## WORK REQUIRED
Pull out every line below that holds the word "Target".

Data extracted from a collection:
──────────

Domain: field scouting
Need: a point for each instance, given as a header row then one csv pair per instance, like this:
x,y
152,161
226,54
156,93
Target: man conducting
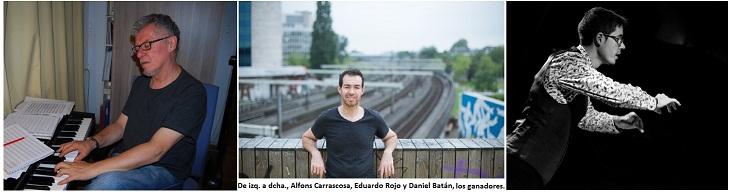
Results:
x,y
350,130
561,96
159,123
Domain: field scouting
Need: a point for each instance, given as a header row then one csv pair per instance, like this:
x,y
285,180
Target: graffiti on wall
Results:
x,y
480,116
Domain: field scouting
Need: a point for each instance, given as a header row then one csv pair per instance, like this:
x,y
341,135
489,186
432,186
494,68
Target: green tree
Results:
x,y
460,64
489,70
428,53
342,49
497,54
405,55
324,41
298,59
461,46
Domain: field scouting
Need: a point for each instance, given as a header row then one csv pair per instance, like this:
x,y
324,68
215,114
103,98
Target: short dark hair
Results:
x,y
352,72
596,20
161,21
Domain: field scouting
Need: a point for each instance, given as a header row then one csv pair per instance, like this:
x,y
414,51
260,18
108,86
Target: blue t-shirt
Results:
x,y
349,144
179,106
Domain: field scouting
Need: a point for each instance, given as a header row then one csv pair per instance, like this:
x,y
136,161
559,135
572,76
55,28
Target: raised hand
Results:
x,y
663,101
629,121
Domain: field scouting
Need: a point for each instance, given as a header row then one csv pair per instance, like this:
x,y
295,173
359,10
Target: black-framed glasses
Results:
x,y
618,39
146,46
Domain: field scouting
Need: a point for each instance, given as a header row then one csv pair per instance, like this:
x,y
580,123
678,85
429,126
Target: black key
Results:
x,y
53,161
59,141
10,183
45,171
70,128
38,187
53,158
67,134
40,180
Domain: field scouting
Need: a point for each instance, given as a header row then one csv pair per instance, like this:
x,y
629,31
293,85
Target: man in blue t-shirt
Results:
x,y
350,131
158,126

──────────

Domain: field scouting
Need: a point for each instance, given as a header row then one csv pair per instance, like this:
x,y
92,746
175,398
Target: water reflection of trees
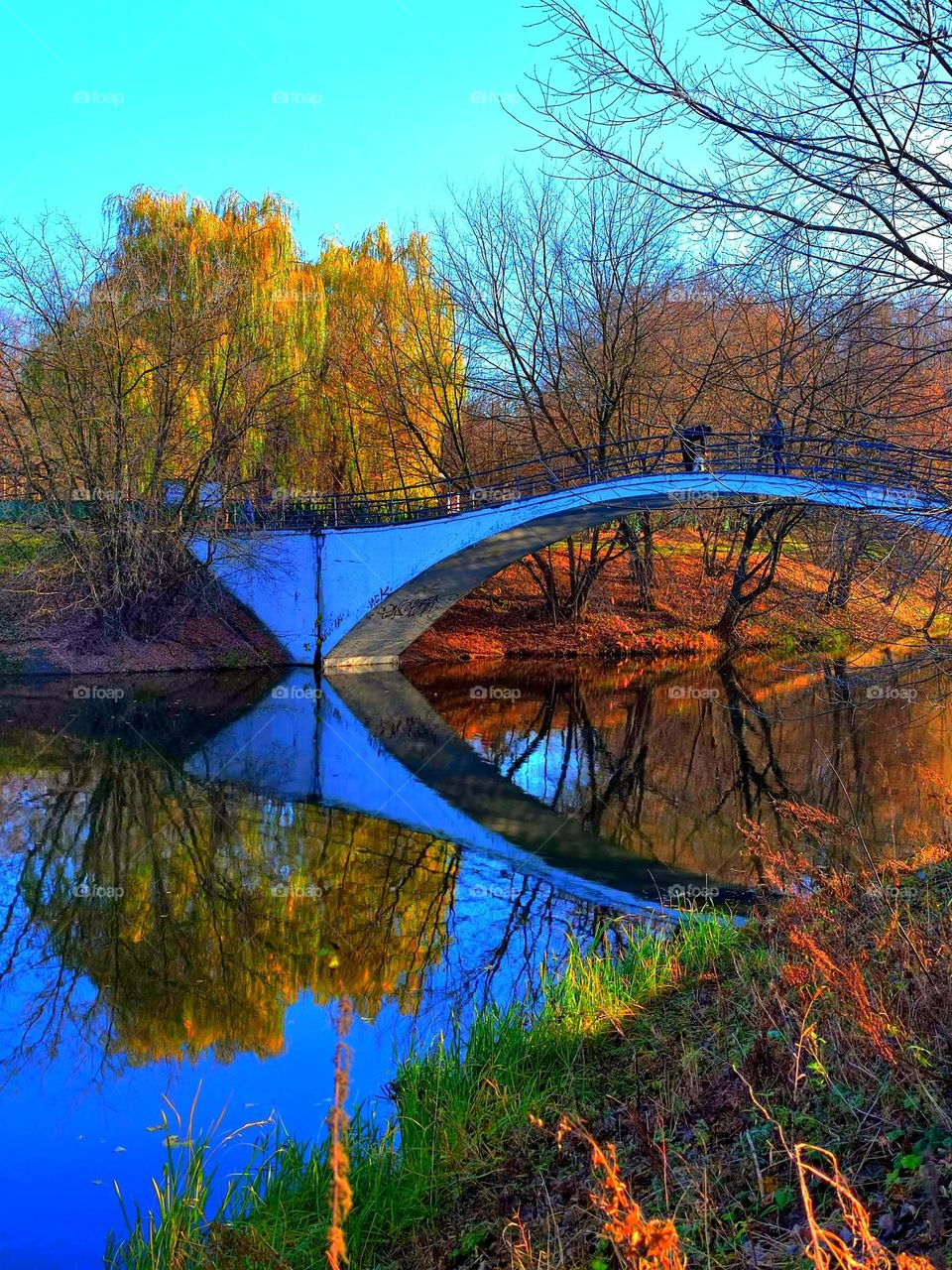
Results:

──────────

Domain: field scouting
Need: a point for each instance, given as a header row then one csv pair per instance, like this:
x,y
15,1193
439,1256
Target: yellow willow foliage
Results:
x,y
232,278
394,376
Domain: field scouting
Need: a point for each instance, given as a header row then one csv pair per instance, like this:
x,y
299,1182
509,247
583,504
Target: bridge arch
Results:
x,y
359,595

──────────

## OUTPUT FOR THIS EXERCISE
Target: man conducting
Target: graffiti on wall
Target: green tree
Target: short dark hair
Target: blue t-shirt
Target: raised hand
Target: black-framed glasses
Target: black key
Target: man in blue t-shirt
Target: water reflection of trees
Target: yellow willow foliage
Target: bridge arch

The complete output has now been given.